__Passage shown__.
Monday 29 January 2018

The Mini-Break Part 1

We are back in the Historical House after our weekend trip to Kraków. There were no major mishaps, a blessing for which I am truly thankful.

FLIGHT

We even had good luck on the airplane--on the way there B.A. had an empty seat beside him up in Row 5 and I had an empty seat on either side of me down in Row 31. On the way back, when we were allocated seats together, there was no-one in the window seat, and I could slide over. Thus, we were as comfortable as you can be on the cheapest airlines.

Well, on the way there, B.A. had to listen to the loud cackling of British women who'd had too much to drink. I, happily, was entertained by the rather limited, and therefore comprehensible, conversations of young Polish families, saying such things (in Polish) as "Look! Look! What is it?", presumably while holding picture books, and (near arrival), "There isn't much snow, but there are Christmas trees" and "We're landing!"

BLIGHT

I exulted in the cold, dry air that greeted us on the train platform, for it reminded me of proper Canadian winters. And we were both pleased by the baroque luxury of our hotel, which we nevertheless left at once to find something to eat. This is easier said than done on Thursday night at 11 PM unless you're willing to go to McDonalds or a kebab shop, and B.A. wasn't. We ended up in a "Carrefour" grocery store on Ul. Grodzka (Grodzka St.) and bought supplies for a hotel room picnic.

There and back we crossed the Old Market Square, advertised as the biggest piazza in Europe, and to our consternation heard a gang of Englishmen howling "When the Saints Come Marching In" and a gang of Scotsmen baying "Flower of Scotland." Kraków is still a favourite destination of stag parties, for which the British are, unfortunately, notorious. For a long moment, I bitterly regretted not having gone to Wrocław instead.

SIGHT

However, joy came on Friday morning when we set off into the cold towards Wawel Hill, via Planty, so as to avoid touristy Ulica Floriańska (Florian Street), but also because the tree-dotted park surrounding the Old Town is so pretty, even in a snowless late January. There were rather sobering posters posted here and there saying, in Polish, that a certain Piotr had disappeared during a night out in Kazimierz, and if anyone had seen him, please call, inform Facebook, etc. Real life was front and centre in Planty.

Benedict Ambrose was much more interested in Wawel Cathedral than in Wawel Castle and pointed out that there is no admission fee to the Cathedral proper. However, I decided to splash out and purchase tickets to visit the massive Sigismund Bell, the Royal Crypts and various Cathedral chapels closed to the non-paying public, plus electronic guides in English (for B.A.) and Polish (for me).

__Dataset entries__.
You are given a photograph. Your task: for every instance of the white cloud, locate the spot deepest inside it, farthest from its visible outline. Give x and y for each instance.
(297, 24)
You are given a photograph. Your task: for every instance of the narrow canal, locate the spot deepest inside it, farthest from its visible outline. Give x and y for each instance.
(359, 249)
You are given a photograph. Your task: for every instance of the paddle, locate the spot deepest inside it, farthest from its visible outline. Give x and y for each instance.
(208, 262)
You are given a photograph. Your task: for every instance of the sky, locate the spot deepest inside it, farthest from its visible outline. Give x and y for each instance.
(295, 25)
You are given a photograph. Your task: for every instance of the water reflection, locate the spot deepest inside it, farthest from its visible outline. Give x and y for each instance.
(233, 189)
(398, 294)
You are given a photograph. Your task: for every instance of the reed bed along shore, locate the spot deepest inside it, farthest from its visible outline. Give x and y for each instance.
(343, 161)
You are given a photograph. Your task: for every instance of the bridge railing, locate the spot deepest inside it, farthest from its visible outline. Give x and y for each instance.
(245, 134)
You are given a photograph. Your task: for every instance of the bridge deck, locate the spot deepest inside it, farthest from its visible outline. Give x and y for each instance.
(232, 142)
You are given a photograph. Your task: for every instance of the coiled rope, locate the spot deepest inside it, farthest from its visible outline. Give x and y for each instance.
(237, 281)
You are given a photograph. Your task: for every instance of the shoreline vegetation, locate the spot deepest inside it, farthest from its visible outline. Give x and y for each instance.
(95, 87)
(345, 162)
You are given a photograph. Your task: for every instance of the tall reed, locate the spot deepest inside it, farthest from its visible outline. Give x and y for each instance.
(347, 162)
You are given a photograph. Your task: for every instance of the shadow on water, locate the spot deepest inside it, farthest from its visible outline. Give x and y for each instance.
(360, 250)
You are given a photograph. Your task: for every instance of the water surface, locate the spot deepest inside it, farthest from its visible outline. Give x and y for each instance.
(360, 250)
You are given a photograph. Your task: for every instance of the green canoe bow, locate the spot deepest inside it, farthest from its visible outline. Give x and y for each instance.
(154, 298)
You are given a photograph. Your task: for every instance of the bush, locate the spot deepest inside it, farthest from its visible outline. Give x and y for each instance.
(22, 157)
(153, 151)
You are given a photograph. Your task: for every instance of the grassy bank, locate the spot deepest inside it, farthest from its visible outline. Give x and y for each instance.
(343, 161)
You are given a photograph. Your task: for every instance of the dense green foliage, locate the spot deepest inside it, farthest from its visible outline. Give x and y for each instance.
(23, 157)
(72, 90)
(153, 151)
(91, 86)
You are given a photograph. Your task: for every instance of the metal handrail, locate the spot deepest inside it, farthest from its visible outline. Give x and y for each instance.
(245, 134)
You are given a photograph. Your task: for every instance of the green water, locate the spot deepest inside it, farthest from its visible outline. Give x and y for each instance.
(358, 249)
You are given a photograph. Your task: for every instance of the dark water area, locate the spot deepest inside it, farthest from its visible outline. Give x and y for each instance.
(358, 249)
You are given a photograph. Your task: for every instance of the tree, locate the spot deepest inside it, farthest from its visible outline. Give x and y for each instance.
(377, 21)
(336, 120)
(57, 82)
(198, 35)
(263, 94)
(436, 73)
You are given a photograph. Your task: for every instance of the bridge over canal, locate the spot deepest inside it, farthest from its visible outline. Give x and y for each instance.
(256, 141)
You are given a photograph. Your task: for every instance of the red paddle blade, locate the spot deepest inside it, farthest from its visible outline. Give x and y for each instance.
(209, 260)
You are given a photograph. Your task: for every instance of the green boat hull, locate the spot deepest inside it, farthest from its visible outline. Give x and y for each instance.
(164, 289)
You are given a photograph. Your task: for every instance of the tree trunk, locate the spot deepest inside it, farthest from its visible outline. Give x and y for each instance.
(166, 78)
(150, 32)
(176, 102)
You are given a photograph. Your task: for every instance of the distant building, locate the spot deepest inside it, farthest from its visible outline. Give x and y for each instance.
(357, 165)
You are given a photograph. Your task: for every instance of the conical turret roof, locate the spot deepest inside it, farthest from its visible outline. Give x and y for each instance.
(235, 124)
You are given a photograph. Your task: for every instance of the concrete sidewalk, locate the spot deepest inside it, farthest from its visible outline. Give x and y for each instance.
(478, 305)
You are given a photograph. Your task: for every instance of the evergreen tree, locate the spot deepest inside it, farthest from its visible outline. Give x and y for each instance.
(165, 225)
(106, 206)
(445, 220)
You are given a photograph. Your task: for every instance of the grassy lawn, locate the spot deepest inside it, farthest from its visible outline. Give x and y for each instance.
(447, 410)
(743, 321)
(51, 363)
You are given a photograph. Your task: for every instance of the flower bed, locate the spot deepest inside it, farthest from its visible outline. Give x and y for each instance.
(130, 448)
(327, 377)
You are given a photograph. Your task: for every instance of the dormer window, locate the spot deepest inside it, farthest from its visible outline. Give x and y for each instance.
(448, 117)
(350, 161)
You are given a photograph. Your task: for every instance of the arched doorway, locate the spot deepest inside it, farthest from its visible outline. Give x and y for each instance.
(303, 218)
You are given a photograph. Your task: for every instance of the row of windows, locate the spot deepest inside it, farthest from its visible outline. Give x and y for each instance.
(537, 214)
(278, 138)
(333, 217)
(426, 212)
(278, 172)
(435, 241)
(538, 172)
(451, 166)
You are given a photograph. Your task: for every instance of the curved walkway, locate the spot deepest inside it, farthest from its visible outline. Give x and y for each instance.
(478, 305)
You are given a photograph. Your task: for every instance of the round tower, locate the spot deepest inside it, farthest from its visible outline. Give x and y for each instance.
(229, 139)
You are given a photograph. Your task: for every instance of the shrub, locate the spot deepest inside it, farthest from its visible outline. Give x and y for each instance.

__Tasks to complete__.
a - In the post about the Kraków trip, where did the couple buy supplies for their hotel room picnic?
b - Write out the listing again from the line with "of the dormer" up to and including its final line, putting "visible edge" in place of "visible outline" and leaving everything else unchanged.

__Full solutions__.
a - At a "Carrefour" grocery store on Ul. Grodzka (Grodzka St.).

b -
You are given a photograph. Your task: for every instance of the dormer window, locate the spot deepest inside it, farthest from its visible edge. Give x and y for each instance.
(448, 117)
(350, 161)
You are given a photograph. Your task: for every instance of the arched doorway, locate the spot deepest inside it, farthest from its visible edge. Give x and y for each instance.
(303, 218)
You are given a photograph. Your task: for every instance of the row of windows, locate the spot deepest inside it, farthest from its visible edge. Give x and y for each instance.
(537, 214)
(278, 138)
(333, 217)
(426, 212)
(278, 172)
(435, 241)
(538, 172)
(451, 166)
You are given a photograph. Your task: for every instance of the curved walkway, locate the spot deepest inside it, farthest from its visible edge. Give x and y for each instance.
(478, 305)
You are given a photograph. Your task: for every instance of the round tower, locate the spot deepest inside it, farthest from its visible edge. Give x and y for each instance.
(229, 139)
You are given a photograph. Your task: for every instance of the shrub, locate the spot deepest inside it, farthest from its visible edge. Give x and y for each instance.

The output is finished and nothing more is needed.